• 提示文
○ ○ ○ ○ ○ ○ ○
1922年にイギリス人考古学者ハワード・カーターが発見し、黄金のマスクをはじめとする豪華な副葬品とともにツタンカーメンのミイラが見つかると「20世紀最大の発見」と大きなニュースになりました。
紀元前1600~前1000年頃の新王国時代の墓に未盗掘のものはほとんどありませんでしたから、本当に大きな発見でした。
しかしながら発掘に参加したカーナヴォン卿が2か月後に亡くなると、「ファラオの呪い」の噂がいっそうセンセーショナルに報道されました。
呪いの噂は幾度となく立ち上がりましたが、これらは新聞社や雑誌社の部数競争による煽りであることが明らかになっています。
その後、黄金のマスクをはじめとする副葬品の多くは調査を経てエジプト考古学博物館に収蔵され、ツタンカーメンの墓も王家の谷のハイライトのひとつとして観光客に公開されました。
しかしながら墓は地下深くで閉じられた空間です。
ここを毎日数百人が訪れたことから内部の環境は大きく変質し、埃や湿気・二酸化炭素などによって壁画やレリーフの状態は悪化していきました。
○ ○ ○ ○ ○ ○ ○
[収集データ]
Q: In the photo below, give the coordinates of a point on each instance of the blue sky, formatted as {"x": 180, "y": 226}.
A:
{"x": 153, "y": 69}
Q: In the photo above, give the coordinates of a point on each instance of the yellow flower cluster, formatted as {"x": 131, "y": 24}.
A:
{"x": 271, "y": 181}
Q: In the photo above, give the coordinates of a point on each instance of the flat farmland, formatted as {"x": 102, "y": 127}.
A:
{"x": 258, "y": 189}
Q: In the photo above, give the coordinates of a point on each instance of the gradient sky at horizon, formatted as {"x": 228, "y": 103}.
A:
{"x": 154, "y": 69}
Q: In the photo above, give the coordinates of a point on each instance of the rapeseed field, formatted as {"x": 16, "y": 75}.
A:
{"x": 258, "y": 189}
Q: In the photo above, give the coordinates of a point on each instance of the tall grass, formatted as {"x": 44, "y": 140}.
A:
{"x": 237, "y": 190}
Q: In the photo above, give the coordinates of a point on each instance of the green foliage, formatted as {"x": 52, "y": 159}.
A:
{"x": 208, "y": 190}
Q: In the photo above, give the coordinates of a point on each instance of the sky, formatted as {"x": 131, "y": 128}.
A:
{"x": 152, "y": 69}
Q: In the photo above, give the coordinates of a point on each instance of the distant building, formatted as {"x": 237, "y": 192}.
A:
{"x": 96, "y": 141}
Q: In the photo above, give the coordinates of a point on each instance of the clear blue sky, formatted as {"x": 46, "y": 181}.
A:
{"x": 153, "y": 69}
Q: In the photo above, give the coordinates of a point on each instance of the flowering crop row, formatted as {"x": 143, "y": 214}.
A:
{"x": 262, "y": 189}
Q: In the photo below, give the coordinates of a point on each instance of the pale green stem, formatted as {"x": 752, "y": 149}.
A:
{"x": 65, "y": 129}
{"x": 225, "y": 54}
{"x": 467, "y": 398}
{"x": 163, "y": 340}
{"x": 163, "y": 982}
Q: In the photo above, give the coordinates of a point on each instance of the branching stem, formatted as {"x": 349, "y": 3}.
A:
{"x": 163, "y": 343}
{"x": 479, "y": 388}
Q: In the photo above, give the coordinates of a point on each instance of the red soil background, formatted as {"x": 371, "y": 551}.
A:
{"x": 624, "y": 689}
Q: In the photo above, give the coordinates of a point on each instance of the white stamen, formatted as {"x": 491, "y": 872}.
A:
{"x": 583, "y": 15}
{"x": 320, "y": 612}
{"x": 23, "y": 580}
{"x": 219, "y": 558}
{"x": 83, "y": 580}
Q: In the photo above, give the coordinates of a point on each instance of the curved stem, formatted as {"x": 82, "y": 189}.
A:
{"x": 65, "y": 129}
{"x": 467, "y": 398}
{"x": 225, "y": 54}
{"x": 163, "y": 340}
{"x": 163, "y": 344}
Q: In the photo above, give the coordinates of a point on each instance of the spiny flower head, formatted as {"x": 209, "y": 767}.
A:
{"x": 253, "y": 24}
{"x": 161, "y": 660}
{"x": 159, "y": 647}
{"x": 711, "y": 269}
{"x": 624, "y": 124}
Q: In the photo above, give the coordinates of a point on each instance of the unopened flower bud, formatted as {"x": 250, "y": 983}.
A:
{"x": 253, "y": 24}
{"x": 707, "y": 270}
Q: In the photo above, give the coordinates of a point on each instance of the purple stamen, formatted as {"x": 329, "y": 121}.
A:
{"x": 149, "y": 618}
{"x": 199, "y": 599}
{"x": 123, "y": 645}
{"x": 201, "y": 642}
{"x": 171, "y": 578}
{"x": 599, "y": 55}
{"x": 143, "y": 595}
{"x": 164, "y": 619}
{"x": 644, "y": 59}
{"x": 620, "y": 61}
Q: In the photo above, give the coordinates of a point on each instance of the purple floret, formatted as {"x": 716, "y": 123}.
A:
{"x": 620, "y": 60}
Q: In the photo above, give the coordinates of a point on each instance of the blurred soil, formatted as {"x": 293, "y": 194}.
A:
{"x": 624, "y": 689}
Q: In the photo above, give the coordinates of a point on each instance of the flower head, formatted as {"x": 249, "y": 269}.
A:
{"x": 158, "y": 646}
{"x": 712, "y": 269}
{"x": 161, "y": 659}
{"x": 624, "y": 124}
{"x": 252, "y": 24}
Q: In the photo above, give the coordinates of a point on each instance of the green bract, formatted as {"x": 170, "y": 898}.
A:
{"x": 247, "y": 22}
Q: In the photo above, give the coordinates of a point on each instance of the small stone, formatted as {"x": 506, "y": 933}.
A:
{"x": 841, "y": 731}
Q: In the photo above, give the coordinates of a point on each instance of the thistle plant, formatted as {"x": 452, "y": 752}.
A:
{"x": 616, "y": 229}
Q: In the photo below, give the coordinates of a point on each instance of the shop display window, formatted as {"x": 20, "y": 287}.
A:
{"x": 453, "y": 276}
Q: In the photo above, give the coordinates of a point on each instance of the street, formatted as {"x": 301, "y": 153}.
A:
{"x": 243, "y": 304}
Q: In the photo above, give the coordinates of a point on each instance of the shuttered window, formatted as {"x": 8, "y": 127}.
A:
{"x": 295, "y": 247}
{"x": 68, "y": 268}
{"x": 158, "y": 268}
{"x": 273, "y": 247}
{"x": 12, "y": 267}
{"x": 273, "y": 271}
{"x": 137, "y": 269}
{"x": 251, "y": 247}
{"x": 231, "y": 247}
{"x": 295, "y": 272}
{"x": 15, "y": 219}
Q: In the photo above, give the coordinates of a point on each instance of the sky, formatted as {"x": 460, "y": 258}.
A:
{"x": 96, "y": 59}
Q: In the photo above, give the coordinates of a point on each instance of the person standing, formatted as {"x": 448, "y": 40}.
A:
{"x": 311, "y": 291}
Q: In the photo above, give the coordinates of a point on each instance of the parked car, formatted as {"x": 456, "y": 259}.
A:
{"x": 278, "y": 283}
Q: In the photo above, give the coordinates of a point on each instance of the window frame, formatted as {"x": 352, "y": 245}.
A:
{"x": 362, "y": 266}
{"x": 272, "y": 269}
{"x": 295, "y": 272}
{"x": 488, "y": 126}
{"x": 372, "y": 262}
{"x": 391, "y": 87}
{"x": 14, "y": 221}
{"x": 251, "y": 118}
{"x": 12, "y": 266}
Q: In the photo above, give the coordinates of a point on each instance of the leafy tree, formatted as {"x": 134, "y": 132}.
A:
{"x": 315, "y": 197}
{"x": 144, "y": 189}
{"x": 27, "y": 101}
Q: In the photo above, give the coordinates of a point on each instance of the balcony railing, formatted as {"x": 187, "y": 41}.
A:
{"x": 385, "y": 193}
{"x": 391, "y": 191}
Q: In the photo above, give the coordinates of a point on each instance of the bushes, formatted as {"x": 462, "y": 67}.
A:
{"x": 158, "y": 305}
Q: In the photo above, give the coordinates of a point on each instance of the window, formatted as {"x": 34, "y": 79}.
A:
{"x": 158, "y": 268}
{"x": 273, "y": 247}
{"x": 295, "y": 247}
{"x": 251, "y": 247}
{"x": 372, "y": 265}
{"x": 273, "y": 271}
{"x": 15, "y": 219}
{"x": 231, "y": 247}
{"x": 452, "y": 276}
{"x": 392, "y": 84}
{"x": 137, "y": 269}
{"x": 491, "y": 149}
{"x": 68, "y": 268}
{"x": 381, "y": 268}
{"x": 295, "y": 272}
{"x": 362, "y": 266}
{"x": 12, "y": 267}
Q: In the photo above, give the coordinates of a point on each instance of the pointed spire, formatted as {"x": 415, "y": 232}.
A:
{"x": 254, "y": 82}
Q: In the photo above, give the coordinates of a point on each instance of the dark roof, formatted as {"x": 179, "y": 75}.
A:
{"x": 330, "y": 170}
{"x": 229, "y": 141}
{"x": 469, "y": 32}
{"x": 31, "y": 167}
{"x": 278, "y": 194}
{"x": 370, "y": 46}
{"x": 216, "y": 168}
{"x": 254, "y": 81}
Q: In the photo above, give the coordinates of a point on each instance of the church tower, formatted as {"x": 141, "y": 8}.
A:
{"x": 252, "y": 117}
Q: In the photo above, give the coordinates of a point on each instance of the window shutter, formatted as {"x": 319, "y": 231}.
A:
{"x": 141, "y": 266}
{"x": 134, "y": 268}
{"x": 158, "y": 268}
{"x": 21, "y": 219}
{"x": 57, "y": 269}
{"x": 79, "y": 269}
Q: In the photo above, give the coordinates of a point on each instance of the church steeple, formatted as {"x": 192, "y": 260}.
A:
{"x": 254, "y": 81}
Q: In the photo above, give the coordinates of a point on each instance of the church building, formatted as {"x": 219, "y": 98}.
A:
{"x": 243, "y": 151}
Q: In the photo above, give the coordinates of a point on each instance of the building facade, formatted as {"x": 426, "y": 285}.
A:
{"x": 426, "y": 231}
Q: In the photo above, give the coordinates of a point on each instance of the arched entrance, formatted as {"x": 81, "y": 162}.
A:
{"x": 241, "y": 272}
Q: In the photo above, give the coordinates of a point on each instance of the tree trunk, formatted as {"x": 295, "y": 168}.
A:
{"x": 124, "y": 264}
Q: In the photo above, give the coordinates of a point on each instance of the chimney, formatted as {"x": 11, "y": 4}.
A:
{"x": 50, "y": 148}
○ ○ ○ ○ ○ ○ ○
• 課題一覧
- a) ツタンカーメンの墓についての文章に名前が出てくる人物を、すべて挙げてください。
- b) ツタンカーメンの墓についての文章を、最後の文のあとから続けて書いてください。

• 解答一覧
- a) ハワード・カーター、ツタンカーメン、カーナヴォン卿

- b)
これに対してエジプト考古学博物館とアメリカのゲティ保存研究所が共同で約5年間にわたって調査を行い、現状の把握と修復・保存方法の開発に努めました。
ここで問われたのは、どの時点の状態に戻すのかという問題でした。
公開後に広がった染みを除去するのはもちろんですが、壁画を覆うように付着している茶色い染みを分析すると、墓が建設された直後に付いたものであることが明らかになりました。
結局修復チームは1922年の発見当時の状態に戻すことに決め、着色等は行わず、発見以前に付いた染みもそのまま残すことになりました。
そして9年に及ぶ修復がこの1月に完了し、31日に再公開を迎えました。
以前のように目の前まで近づくことはできなくなりましたが、見やすくドラマティックにライトアップされており、持続可能な見学を実現する最新の換気装置が取り付けられています。
ただ、ツタンカーメンのミイラは状態がよくないため、アクリル樹脂のケースで完全に密閉されています。
1922年にハワード・カーターがツタンカーメンの棺を発見したとき、矢車草の花束が寄り添うように置かれていたといいます。
カーターは、20歳前にこの世を去った夫ツタンカーメンを思って王妃アンケセナーメンが捧げたものと考えて、著書の中でこう書いています。
「わたしたちは、この花束を、夫に先立たれた少女の妃が、『二つの王国』を代表した若々しい夫にささげた最後の贈り物と考えたいのである。いたるところ黄金の色きらめく、帝王の豪華、王者の華麗のなかにあって、まだほのかに色をとどめたささやかなあせた花ほど美しいものはなかった。それは、三千三百年といってもごくわずかの時間であって、昨日と今日の境にすぎないことを物語っていた」
(ハワード・カーター『ツタンカーメン発掘記』筑摩書房より)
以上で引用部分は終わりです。